= Data for this task =
BEGIN
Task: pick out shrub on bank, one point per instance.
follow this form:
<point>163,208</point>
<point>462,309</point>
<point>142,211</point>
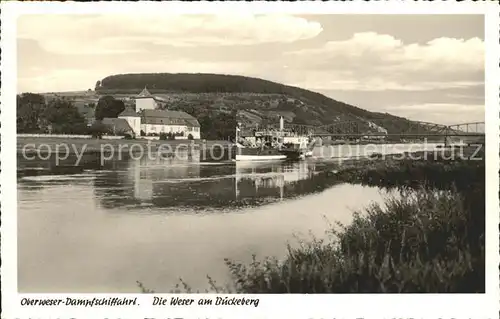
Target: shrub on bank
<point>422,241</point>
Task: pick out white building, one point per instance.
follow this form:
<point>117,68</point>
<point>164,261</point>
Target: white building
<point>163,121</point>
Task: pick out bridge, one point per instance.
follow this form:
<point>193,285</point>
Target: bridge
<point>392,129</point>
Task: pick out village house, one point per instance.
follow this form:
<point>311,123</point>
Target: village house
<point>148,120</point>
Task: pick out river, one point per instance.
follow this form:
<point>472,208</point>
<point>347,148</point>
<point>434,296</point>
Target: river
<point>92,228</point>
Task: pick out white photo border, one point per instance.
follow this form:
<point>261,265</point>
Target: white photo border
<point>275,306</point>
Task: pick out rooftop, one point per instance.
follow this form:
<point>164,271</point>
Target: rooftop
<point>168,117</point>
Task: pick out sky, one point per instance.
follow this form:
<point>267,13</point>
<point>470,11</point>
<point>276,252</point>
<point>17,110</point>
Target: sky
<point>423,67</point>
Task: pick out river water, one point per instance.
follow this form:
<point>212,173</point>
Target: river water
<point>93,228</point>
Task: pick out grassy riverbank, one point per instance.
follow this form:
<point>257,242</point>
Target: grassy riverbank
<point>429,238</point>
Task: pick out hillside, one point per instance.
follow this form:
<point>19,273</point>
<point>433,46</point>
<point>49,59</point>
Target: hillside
END
= Brief =
Print exactly the lines above from the one with "<point>434,296</point>" to the one with "Task: pick out sky, one point per instance.", including both.

= Answer to this task =
<point>434,296</point>
Target: river
<point>92,228</point>
Task: pick out white photo border, one point per instance.
follow this form:
<point>261,265</point>
Target: white photo border
<point>275,306</point>
Task: pick out rooftop, one point per instance.
follow this form:
<point>164,271</point>
Target: rooftop
<point>168,117</point>
Task: pick out sky, one point per instance.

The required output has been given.